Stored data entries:
--*--
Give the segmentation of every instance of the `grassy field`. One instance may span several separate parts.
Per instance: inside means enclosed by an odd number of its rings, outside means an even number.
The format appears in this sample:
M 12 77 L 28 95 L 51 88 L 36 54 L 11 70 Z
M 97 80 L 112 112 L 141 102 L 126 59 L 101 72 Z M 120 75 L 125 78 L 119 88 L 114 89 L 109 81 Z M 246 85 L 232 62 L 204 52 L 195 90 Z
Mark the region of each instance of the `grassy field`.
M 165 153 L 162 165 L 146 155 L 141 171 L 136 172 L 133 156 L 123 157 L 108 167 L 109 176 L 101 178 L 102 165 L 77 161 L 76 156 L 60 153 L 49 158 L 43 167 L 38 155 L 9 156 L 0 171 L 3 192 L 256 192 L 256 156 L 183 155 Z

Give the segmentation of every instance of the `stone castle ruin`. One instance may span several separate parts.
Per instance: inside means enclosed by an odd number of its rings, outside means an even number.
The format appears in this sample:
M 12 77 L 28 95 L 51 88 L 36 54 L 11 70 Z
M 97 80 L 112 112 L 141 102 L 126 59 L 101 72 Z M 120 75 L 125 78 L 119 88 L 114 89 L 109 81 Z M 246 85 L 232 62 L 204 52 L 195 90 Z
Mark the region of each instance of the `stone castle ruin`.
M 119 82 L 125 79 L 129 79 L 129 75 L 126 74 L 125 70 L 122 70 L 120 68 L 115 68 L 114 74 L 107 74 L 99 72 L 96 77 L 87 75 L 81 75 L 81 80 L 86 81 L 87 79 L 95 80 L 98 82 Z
--*--
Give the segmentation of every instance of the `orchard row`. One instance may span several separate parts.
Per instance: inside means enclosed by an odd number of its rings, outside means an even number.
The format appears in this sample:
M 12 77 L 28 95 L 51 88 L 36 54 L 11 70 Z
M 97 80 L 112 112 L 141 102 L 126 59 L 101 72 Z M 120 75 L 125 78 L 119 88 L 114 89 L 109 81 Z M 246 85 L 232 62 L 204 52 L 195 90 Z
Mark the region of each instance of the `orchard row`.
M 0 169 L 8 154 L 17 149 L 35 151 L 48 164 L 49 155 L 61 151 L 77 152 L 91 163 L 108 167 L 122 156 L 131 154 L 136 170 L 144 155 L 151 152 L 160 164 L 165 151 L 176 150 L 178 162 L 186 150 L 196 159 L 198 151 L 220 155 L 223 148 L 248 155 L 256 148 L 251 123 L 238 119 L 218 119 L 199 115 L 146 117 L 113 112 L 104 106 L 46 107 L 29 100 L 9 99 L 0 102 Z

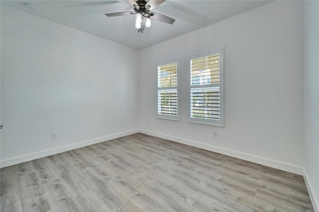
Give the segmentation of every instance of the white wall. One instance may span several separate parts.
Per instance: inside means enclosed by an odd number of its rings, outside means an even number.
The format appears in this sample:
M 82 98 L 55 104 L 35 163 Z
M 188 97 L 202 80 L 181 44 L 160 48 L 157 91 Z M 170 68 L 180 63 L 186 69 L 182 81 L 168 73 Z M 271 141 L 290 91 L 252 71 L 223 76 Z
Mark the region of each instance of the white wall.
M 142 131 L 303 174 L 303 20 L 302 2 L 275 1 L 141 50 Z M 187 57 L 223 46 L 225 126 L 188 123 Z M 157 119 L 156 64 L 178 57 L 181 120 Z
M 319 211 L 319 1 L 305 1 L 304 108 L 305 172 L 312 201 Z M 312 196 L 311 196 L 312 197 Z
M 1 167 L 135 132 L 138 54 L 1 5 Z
--*--
▶ What needs to be done:
Show each line of the listing above that contains the word "Mark".

▶ Result of this task:
Mark the region of each instance of the `grassy field`.
Mark the region of each instance of the `stone castle ruin`.
Mark the region of each instance of the `orchard row`.
Mark the region of each instance of the white wall.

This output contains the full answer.